| GIVEN PROBLEM |
Rewrite the rows starting at the one containing "For practice, label the stone" and ending at the last row, both included. Keep each row's wording, but multiply every point coordinate in the answers by 0.65 and round to the nearest whole number, with halves rounded up.

######

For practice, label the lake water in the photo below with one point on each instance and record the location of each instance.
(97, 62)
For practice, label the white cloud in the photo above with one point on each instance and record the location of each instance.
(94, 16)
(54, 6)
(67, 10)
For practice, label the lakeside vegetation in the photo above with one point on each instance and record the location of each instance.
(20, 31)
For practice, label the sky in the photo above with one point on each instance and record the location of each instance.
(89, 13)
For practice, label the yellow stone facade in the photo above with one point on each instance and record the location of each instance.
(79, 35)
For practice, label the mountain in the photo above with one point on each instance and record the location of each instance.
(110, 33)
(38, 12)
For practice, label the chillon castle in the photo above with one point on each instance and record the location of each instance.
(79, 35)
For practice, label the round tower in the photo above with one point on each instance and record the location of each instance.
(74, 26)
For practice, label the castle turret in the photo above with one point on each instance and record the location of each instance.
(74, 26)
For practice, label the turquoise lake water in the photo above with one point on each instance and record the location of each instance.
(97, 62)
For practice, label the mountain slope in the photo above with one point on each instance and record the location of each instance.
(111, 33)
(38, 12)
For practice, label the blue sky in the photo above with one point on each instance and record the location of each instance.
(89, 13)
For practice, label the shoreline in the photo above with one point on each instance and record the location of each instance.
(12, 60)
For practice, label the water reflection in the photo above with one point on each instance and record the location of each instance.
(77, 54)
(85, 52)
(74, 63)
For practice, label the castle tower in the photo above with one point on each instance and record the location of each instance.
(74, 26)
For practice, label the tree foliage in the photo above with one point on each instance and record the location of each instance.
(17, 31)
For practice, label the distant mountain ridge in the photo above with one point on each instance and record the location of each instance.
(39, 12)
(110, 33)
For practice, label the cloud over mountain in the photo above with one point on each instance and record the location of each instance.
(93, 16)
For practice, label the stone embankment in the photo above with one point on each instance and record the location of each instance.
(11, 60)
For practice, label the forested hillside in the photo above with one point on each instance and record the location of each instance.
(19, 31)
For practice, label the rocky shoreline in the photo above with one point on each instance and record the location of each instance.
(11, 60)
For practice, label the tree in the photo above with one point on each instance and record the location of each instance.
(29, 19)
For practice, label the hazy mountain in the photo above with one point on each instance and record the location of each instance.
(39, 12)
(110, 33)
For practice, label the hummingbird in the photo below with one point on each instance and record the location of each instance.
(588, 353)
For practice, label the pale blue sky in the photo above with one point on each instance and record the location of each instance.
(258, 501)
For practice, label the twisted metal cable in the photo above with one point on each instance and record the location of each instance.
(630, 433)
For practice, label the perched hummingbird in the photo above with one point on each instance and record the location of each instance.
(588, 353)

######

| FINAL ANSWER |
For practice, label the stone embankment in the photo above with one point on each instance and record the location of each instance.
(7, 39)
For practice, label the forested hillside in the photo above with one point on each instance and record the location of each instance.
(12, 20)
For practice, label the rocky shoreline in the photo above with one point on each instance and record the location of each instance.
(7, 39)
For practice, label the tree in the photo above with one point on each instance and record the location of each instance.
(19, 12)
For practice, label the hazy mountain in the photo above with one point on each instance and record the location of each instance.
(25, 8)
(72, 21)
For practice, label the hummingbird in the photo below with one point on each instance and record the location of each instance.
(382, 229)
For practice, label the pale blue sky in the photo above with one point on each instance and record the location of each instance.
(168, 326)
For practice, label the twisted metal cable in the photo above with one point on each instance and record the location of each instance.
(410, 281)
For practice, label the perched hummingbird in the photo above with one point on each instance and record the location of each instance.
(382, 229)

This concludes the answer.